======== Document ========

Intuitively, we might expect that some of the factors which influence the likelihood and
severity of a road traffic accident include: the weather, local road contitions (i.e. highways,
urban areas or rural roads), time of day (and the presence or absence of street lights),
and the number and type of vehicles in the area. Additional factors which may influence
the frequency and severity of road traffic accidents include those which can be traced to
individual irresponsibility, such as driving under the influence of alcohol/narcotics, driving
without due care and attention or driving at excessive speed. While it is intuitive that a
combination of these factors may be important, intuition alone cannot determine the relative
significance of these factors, which is required in order fully understand the causes of road
traffic accidents and devise new strategies to minimise their occurrance and severity.
The target audience for this work will be city planners and emergency service responders: it is hoped that by understanding the factors influencing the frequency and severity of
accidents, it will be possible to improve the design of the road network and better prepare
for how to deal with accidents when they unfortunatley arise.


## 2.- A description of the data and how it will be used to solve the problem. (15 marks)

**Data Understanding**
I will use the Cross-Industry Standard Process for Data Mining (CRISP-DM) in order to
quantify the impact of these factors on the frequency and severity of car accidents. I will build
and test Machine Learning models using data for 221,006 road traffic accidents in the Seattle
municipal area between 2004–2020, recorded by Seattle Department of Transport (SDOT)

========

Task set -
1. List every factor the road accident text traces to individual irresponsibility.
2. Answer each question from the road accident text, one per line:
(a) Who is the target audience for this work?
(b) How many road traffic accidents does the data cover?
(c) What process will be used to quantify the impact of the factors?
3. Quote the stretch of the road accident text from "The target audience" through "of Transport (SDOT)".
Work only from the road accident text.

======== Data ========

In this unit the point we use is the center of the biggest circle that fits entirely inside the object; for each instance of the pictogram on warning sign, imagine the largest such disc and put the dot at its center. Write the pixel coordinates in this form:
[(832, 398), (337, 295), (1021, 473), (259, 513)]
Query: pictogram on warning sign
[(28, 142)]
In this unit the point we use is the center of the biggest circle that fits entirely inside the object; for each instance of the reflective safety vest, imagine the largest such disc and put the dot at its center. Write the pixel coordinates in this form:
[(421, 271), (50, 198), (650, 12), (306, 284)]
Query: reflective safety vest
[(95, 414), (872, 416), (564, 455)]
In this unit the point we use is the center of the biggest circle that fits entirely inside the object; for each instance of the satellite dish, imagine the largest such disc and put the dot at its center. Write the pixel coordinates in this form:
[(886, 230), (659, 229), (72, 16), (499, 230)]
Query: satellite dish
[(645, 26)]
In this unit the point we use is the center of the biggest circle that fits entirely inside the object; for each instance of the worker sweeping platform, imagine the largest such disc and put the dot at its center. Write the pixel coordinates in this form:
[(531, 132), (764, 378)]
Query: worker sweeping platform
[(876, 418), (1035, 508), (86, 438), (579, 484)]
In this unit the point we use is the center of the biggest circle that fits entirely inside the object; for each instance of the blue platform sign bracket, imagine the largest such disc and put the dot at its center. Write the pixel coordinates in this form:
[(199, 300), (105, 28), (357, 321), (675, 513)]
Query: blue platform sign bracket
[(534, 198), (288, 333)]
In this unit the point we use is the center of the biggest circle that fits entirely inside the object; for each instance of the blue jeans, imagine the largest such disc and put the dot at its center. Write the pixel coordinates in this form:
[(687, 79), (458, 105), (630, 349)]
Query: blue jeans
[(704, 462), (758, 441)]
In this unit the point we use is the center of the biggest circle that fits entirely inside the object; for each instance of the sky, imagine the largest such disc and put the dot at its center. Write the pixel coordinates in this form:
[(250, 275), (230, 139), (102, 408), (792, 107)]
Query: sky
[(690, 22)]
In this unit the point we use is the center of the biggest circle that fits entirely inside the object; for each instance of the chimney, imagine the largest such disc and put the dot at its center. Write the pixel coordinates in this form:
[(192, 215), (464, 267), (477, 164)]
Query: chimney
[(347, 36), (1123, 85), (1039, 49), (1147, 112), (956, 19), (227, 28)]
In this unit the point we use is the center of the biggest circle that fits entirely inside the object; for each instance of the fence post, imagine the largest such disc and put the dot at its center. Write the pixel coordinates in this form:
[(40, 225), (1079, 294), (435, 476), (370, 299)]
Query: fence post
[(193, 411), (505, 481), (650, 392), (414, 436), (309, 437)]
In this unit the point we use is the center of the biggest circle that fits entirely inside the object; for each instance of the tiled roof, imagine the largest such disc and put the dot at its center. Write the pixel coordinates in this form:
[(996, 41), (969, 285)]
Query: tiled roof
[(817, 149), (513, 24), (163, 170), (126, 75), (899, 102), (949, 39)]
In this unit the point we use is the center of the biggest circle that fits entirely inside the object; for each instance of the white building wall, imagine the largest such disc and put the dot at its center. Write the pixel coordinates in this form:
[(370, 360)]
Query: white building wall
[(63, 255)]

========
======== Data ========

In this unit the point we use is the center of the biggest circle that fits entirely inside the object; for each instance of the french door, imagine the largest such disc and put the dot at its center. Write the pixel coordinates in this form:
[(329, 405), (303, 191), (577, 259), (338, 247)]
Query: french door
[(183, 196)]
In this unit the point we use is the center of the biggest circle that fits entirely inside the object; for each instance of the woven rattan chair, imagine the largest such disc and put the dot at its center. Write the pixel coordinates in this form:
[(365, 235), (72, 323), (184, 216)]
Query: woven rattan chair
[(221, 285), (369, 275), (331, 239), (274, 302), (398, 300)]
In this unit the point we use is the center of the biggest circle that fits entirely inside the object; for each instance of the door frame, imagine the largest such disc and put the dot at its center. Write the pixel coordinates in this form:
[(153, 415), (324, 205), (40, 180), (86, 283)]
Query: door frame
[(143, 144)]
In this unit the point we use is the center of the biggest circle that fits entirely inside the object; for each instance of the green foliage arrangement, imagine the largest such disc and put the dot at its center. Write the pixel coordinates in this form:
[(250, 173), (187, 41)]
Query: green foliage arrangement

========
======== Data ========

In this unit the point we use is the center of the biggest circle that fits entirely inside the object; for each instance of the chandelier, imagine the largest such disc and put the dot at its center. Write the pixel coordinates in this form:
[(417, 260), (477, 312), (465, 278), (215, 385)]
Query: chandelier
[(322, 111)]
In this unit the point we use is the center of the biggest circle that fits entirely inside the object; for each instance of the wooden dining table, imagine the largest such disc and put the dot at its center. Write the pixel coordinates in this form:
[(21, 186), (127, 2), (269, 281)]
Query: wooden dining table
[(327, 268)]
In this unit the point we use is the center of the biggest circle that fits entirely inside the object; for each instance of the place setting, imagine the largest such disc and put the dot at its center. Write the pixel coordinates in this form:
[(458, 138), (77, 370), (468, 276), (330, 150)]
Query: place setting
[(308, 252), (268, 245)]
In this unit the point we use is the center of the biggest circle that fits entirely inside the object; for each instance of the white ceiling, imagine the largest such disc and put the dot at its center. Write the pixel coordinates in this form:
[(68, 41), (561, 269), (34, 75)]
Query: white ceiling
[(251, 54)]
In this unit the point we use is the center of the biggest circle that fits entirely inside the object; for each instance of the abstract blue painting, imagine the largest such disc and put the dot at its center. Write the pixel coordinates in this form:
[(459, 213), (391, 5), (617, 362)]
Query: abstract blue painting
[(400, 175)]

========

The solutions -
1.
- driving under the influence of alcohol/narcotics
- driving without due care and attention
- driving at excessive speed

2.
(a) City planners and emergency service responders.
(b) 221,006.
(c) The Cross-Industry Standard Process for Data Mining (CRISP-DM).

3.
The target audience for this work will be city planners and emergency service responders: it is hoped that by understanding the factors influencing the frequency and severity of
accidents, it will be possible to improve the design of the road network and better prepare
for how to deal with accidents when they unfortunatley arise.


## 2.- A description of the data and how it will be used to solve the problem. (15 marks)

**Data Understanding**
I will use the Cross-Industry Standard Process for Data Mining (CRISP-DM) in order to
quantify the impact of these factors on the frequency and severity of car accidents. I will build
and test Machine Learning models using data for 221,006 road traffic accidents in the Seattle
municipal area between 2004–2020, recorded by Seattle Department of Transport (SDOT)